152. サーリプッタよ、四つのものがあります。まさに、これらの根源です。どのようなものが、四つのものなのですか。卵生としての根源であり、胎生としての根源であり、湿生としての根源であり、化生としての根源です。(1)サーリプッタよ、では、どのようなものが、卵生としての根源なのですか。サーリプッタよ、まさに、すなわち、それらの有情たちが、卵殻を破って生まれるなら、サーリプッタよ、これは、卵生としての根源と説かれます。(2)サーリプッタよ、では、どのようなものが、胎生としての根源なのですか。サーリプッタよ、まさに、すなわち、それらの有情たちが、胞衣(えな)を破って生まれるなら、サーリプッタよ、これは、胎生としての根源と説かれます。(3)サーリプッタよ、では、どのようなものが、湿生としての根源なのですか。サーリプッタよ、まさに、すなわち、それらの有情たちが、あるいは、腐敗した魚において生まれるなら、あるいは、腐敗した骸(むくろ)において、あるいは、腐敗した粥において、あるいは、どぶ池において、あるいは、水たまりにおいて、生まれるなら、サーリプッタよ、これは、湿生としての根源と説かれます。(4)サーリプッタよ、では、どのようなものが、化生としての根源なのですか。天〔の神々〕たちであり、地獄にある者たちであり、そして、一部の人間たちであり、さらに、一部の堕所にある者たちです。サーリプッタよ、これは、化生としての根源と説かれます。サーリプッタよ、まさに、これらの四つの根源があります。

◆ 以下の課題 ◆
1) 文章で、湿生の有情たちが生まれる場所として挙げられているものを、すべて書き出してください。
2) 文章によると、胎生の有情たちは何を破って生まれますか。

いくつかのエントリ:
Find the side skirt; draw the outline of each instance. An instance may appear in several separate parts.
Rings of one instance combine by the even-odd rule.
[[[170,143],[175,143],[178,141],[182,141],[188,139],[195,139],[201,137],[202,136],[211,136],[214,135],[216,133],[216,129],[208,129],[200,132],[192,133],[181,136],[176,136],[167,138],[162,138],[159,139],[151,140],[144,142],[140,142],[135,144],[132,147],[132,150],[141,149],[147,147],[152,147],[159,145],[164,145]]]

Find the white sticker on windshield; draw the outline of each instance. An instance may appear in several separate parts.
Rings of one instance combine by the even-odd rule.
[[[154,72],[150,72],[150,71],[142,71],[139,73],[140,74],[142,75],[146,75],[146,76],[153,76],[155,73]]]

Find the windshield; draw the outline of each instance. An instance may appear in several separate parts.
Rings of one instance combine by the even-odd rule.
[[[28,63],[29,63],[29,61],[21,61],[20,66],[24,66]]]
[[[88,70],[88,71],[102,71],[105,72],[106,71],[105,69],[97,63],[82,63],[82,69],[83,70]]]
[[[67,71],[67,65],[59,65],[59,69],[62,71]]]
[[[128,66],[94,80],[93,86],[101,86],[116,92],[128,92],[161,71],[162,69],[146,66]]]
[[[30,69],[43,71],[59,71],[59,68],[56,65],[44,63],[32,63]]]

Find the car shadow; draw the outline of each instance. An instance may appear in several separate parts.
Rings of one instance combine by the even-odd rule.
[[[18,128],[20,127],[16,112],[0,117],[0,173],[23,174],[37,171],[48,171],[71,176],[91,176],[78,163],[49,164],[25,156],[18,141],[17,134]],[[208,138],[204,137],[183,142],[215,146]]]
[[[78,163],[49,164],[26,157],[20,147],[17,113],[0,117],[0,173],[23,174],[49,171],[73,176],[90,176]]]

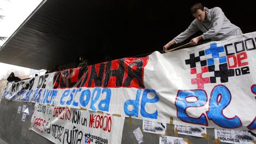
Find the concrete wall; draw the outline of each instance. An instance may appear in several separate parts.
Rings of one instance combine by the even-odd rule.
[[[30,115],[27,116],[25,122],[21,121],[22,113],[17,114],[19,106],[27,105]],[[34,110],[34,103],[23,102],[17,102],[2,99],[0,103],[0,138],[9,143],[53,143],[44,137],[29,131],[30,119]],[[132,119],[132,127],[130,127],[129,118],[125,118],[123,132],[122,143],[138,143],[133,131],[139,127],[142,129],[142,121]],[[170,134],[170,124],[167,125],[167,135]],[[173,126],[174,127],[174,126]],[[174,130],[173,129],[173,131]],[[142,132],[143,141],[142,143],[159,143],[159,136],[156,134]],[[178,137],[187,138],[193,143],[213,143],[214,131],[207,130],[207,134],[211,139],[206,140],[203,138],[197,138],[188,135],[180,135]],[[114,143],[115,144],[115,143]]]

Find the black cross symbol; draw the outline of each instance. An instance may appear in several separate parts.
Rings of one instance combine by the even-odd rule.
[[[228,82],[228,77],[235,75],[235,70],[234,69],[228,69],[228,64],[227,63],[220,65],[219,68],[220,70],[214,71],[214,76],[215,77],[220,77],[221,83]]]
[[[190,68],[196,67],[196,62],[200,61],[200,57],[195,57],[195,53],[189,54],[189,59],[185,60],[186,65],[190,65]]]

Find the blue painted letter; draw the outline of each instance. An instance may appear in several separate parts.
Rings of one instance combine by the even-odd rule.
[[[137,91],[136,94],[136,99],[129,100],[124,102],[124,113],[128,116],[135,116],[138,117],[139,111],[139,100],[140,100],[140,93],[141,93],[141,90],[139,89]],[[132,105],[132,110],[128,110],[128,106]]]
[[[223,114],[223,110],[230,101],[231,94],[228,88],[222,85],[214,87],[210,99],[209,110],[207,111],[209,119],[225,128],[235,129],[241,126],[241,121],[238,116],[235,115],[232,118],[227,118]]]
[[[103,89],[102,93],[104,92],[106,93],[106,99],[101,100],[98,107],[100,110],[108,111],[111,98],[111,90],[110,89]],[[102,107],[102,105],[104,105],[104,107]]]
[[[189,102],[186,99],[194,97],[197,100]],[[207,95],[204,90],[179,91],[175,102],[177,109],[177,116],[183,122],[203,125],[208,125],[206,117],[202,114],[198,118],[191,117],[187,114],[186,109],[189,107],[200,107],[204,106],[207,101]]]
[[[155,95],[154,99],[148,99],[147,95],[149,93],[153,93]],[[156,94],[156,91],[154,90],[145,90],[143,92],[142,99],[141,99],[141,107],[140,109],[140,113],[143,117],[149,117],[151,118],[157,118],[157,110],[153,114],[149,114],[146,111],[145,106],[146,103],[148,102],[156,103],[159,101],[159,97]]]

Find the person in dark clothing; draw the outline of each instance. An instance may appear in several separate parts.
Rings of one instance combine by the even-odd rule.
[[[77,67],[84,67],[89,65],[89,61],[85,59],[83,56],[80,56],[79,58],[79,61],[80,63],[79,63]]]
[[[18,82],[20,80],[20,78],[19,78],[18,77],[15,76],[14,73],[11,73],[11,74],[10,74],[9,76],[7,78],[7,81],[9,82]]]
[[[51,70],[50,73],[53,73],[53,72],[58,71],[60,71],[60,70],[59,70],[59,66],[55,65],[54,67]]]

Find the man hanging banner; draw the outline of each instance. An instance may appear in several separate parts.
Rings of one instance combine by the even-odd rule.
[[[256,32],[9,83],[2,97],[197,127],[256,129]]]
[[[31,130],[54,143],[121,143],[124,117],[35,105]]]

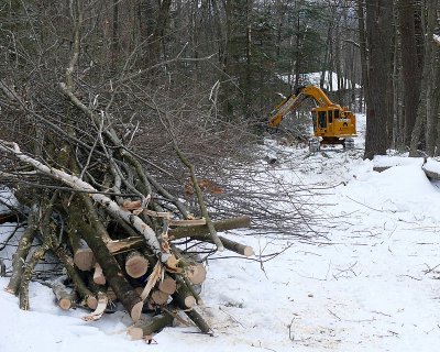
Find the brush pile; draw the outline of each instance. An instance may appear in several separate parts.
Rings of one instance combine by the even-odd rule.
[[[209,332],[195,309],[202,304],[199,286],[207,274],[197,243],[253,255],[251,248],[217,234],[249,227],[250,218],[212,221],[194,166],[176,146],[200,207],[201,217],[194,217],[102,122],[95,140],[82,136],[75,146],[45,141],[38,157],[0,141],[0,152],[12,167],[1,176],[14,185],[23,206],[20,211],[11,207],[2,221],[16,217],[26,223],[6,290],[19,295],[20,307],[29,309],[29,282],[37,263],[52,253],[66,273],[50,282],[61,308],[81,304],[94,310],[84,319],[96,320],[109,302],[120,301],[136,322],[129,330],[133,339],[170,324],[179,310]],[[38,246],[30,253],[35,242]],[[154,319],[141,319],[143,311],[154,311]]]

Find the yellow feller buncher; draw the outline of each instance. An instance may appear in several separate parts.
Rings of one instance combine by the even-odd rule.
[[[333,103],[318,87],[299,87],[284,99],[268,120],[270,129],[277,129],[283,119],[295,112],[307,99],[314,99],[317,107],[311,109],[314,138],[309,140],[310,152],[318,152],[321,144],[342,144],[353,148],[356,135],[356,118],[348,108]]]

◆ 順番どおりの答え ◆
1) 腐敗した魚、腐敗した骸（むくろ）、腐敗した粥、どぶ池、水たまり

2) 胞衣（えな）を破って生まれます。